→ Page text

** BEGIN **

Last month, I suffered the after-effects of a potent late-summer thunderstorm, with winds approaching derecho ferocity. The outcome of the storm left me without electrical power for about 5 days (no big whoop -- personally, I discovered that I used my refrigerator more to prevent gypsy moths from infesting my grain pantry than anything else). The storm also blew part of the roof off where I work. Some of the local broadcasters got so worked up over the damage that they said stuff to the effect, "this storm has changed the arboreal landscape of the northern metro". I have lots of trees, almost all of them oak, and nothing got blown down. On the other hand, the storm leveled many of the trees in open spaces, a side-effect of not having the benefit of a natural wind-break baffle.

But in retrospect, last month's storm seemed inconsequential to a storm that swept through the Boundary Waters Canoe Area (BWCA) wilderness of northern Minnesota in 1999.

Ottmar had never seen anything like it. Trees were flattened for miles. Many had been snapped off 20 feet high. Dead wood formed a tangled, well-ventilated mat so thick a person could stand on a horizontal trunk and still be 12 feet above the ground. His team had to crawl, climb, and duck, with clipboards in hand, to cover the few acres they needed for their survey.

** END **

→ Labeled area outline items

** BEGIN **

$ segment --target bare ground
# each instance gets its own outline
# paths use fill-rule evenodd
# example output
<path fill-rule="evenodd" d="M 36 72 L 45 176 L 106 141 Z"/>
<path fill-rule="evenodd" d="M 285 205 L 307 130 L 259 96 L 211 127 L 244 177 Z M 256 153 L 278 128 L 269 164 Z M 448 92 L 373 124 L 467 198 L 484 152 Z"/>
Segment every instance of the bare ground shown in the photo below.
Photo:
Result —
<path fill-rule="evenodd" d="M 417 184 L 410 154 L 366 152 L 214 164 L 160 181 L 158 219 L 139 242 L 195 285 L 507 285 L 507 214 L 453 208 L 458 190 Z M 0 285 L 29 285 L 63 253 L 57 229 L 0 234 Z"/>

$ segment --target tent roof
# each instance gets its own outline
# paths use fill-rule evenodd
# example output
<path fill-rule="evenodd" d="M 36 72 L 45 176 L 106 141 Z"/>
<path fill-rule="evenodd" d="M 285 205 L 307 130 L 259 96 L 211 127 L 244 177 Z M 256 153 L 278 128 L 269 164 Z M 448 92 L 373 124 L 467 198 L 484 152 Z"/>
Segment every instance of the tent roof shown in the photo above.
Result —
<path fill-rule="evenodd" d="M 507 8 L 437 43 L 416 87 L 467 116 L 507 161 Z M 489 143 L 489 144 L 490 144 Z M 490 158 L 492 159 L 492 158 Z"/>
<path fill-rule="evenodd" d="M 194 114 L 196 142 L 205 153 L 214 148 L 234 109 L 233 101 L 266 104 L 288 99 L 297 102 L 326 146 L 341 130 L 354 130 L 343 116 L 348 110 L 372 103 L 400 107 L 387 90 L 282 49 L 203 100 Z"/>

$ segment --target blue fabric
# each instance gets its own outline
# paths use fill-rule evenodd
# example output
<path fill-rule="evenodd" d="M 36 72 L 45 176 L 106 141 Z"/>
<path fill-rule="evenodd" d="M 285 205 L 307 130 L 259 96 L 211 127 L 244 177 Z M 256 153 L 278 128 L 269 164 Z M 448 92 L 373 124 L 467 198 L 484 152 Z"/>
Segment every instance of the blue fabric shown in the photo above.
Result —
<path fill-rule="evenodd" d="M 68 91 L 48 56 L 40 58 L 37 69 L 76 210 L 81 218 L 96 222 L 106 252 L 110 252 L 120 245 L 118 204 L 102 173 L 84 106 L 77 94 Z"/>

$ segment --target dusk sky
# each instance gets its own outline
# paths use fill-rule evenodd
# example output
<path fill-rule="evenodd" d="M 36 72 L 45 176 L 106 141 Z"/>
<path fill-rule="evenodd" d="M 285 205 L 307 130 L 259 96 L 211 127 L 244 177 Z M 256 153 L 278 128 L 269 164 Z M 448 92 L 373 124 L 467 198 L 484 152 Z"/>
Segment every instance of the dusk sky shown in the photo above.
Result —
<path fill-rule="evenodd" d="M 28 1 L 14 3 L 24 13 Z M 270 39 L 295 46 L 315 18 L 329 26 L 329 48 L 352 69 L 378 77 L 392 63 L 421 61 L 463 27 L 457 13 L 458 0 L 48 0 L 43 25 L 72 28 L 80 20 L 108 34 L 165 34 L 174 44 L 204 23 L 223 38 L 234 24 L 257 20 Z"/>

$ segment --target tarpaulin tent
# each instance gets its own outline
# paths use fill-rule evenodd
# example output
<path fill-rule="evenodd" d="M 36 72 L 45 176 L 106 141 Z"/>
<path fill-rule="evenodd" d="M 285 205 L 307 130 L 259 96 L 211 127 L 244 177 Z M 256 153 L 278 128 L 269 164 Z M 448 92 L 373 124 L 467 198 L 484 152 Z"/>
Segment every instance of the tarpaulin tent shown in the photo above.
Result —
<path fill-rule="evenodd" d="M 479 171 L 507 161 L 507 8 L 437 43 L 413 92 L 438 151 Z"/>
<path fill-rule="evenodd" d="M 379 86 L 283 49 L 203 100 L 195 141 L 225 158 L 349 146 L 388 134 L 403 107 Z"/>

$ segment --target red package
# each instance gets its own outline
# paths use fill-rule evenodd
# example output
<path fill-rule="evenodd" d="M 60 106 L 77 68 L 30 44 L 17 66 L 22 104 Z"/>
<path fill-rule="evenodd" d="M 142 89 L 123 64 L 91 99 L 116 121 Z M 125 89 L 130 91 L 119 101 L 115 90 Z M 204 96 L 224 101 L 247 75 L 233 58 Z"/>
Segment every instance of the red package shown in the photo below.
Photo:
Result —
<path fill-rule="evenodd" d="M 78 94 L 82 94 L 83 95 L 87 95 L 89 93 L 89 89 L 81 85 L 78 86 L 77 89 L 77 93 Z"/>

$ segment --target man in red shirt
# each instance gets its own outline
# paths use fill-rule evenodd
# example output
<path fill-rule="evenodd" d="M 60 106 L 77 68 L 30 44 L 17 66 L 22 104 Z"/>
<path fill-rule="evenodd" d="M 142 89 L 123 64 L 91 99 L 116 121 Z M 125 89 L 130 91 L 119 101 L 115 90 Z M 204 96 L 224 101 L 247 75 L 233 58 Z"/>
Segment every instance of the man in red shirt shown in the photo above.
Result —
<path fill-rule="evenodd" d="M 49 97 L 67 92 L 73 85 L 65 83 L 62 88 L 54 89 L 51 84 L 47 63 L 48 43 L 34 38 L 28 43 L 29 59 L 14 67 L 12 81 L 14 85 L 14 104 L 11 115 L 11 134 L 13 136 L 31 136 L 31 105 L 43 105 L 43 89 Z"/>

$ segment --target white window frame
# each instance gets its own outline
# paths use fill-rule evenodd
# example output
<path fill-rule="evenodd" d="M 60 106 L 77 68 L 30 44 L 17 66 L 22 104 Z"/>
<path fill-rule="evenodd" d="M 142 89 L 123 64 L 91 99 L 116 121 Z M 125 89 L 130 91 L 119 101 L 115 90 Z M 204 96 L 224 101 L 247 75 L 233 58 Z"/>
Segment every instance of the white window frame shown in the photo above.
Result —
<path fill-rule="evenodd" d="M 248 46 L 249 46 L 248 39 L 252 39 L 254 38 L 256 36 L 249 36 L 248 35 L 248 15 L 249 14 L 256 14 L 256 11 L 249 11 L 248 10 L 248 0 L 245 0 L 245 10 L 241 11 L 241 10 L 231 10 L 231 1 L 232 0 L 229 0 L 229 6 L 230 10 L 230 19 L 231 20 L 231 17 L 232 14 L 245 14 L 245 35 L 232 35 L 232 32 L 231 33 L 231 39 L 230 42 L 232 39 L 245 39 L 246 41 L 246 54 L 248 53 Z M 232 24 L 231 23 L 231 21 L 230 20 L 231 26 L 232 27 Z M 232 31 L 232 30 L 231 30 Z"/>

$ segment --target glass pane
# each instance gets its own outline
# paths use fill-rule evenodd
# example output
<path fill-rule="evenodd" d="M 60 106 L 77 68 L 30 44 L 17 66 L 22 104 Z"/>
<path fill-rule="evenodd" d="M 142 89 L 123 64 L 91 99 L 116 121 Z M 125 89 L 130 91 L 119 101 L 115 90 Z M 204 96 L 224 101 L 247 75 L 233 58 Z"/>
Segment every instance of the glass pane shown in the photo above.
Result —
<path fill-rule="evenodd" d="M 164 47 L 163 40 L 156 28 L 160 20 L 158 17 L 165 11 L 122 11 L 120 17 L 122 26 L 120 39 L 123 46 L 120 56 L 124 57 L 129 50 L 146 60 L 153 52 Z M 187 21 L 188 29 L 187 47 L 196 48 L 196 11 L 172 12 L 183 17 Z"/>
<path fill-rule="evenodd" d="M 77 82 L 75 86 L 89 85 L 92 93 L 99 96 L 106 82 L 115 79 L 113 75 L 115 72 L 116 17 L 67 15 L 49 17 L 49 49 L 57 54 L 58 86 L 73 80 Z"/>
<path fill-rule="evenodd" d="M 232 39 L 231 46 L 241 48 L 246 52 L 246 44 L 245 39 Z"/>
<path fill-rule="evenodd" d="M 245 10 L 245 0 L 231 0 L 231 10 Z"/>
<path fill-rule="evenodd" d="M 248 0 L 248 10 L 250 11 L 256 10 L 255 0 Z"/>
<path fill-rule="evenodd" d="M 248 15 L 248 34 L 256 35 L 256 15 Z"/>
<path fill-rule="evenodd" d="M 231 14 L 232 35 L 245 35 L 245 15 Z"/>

** END **

→ Task statement
Transcribe the passage of the storm account at the top, everything from "But in retrospect, last" down to "for their survey.".

→ Answer to this problem
But in retrospect, last month's storm seemed inconsequential to a storm that swept through the Boundary Waters Canoe Area (BWCA) wilderness of northern Minnesota in 1999.

Ottmar had never seen anything like it. Trees were flattened for miles. Many had been snapped off 20 feet high. Dead wood formed a tangled, well-ventilated mat so thick a person could stand on a horizontal trunk and still be 12 feet above the ground. His team had to crawl, climb, and duck, with clipboards in hand, to cover the few acres they needed for their survey.